:: Materiale fornito ::

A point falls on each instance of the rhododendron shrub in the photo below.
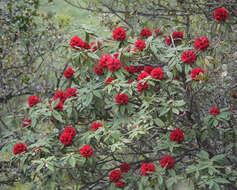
(143, 120)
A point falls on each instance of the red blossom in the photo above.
(70, 130)
(105, 60)
(221, 14)
(19, 148)
(59, 107)
(147, 167)
(142, 87)
(177, 135)
(133, 69)
(115, 175)
(130, 81)
(115, 65)
(109, 80)
(69, 72)
(215, 111)
(95, 126)
(158, 32)
(140, 45)
(86, 151)
(66, 139)
(143, 75)
(119, 34)
(201, 43)
(167, 161)
(157, 73)
(98, 71)
(148, 69)
(61, 95)
(122, 98)
(195, 72)
(86, 46)
(26, 122)
(176, 35)
(33, 100)
(120, 184)
(77, 43)
(146, 32)
(125, 167)
(188, 57)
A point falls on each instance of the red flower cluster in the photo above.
(140, 45)
(125, 167)
(215, 111)
(109, 62)
(67, 136)
(59, 107)
(26, 122)
(167, 161)
(157, 73)
(221, 14)
(98, 71)
(158, 32)
(86, 151)
(119, 34)
(32, 100)
(146, 32)
(115, 65)
(76, 43)
(133, 69)
(115, 175)
(148, 69)
(19, 148)
(147, 167)
(94, 47)
(95, 126)
(86, 46)
(175, 35)
(70, 130)
(201, 43)
(109, 80)
(188, 57)
(71, 92)
(177, 135)
(195, 72)
(62, 96)
(120, 184)
(68, 73)
(122, 98)
(143, 75)
(142, 87)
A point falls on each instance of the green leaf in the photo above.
(159, 122)
(175, 110)
(221, 180)
(57, 116)
(218, 157)
(179, 68)
(164, 110)
(93, 55)
(72, 162)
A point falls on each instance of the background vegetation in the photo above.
(35, 52)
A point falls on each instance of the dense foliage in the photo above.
(150, 107)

:::

(Problema scritto):
Ricopia senza alcuna modifica la parte dei dati che va dalla riga contenente "A point falls on each instance of the green" fino alla fine, estremi compresi, e nient'altro.

(Risposta):
A point falls on each instance of the green leaf in the photo above.
(159, 122)
(175, 110)
(221, 180)
(57, 116)
(218, 157)
(179, 68)
(164, 110)
(93, 55)
(72, 162)
A point falls on each instance of the background vegetation in the photo above.
(35, 52)
A point falls on each instance of the dense foliage in the photo above.
(150, 107)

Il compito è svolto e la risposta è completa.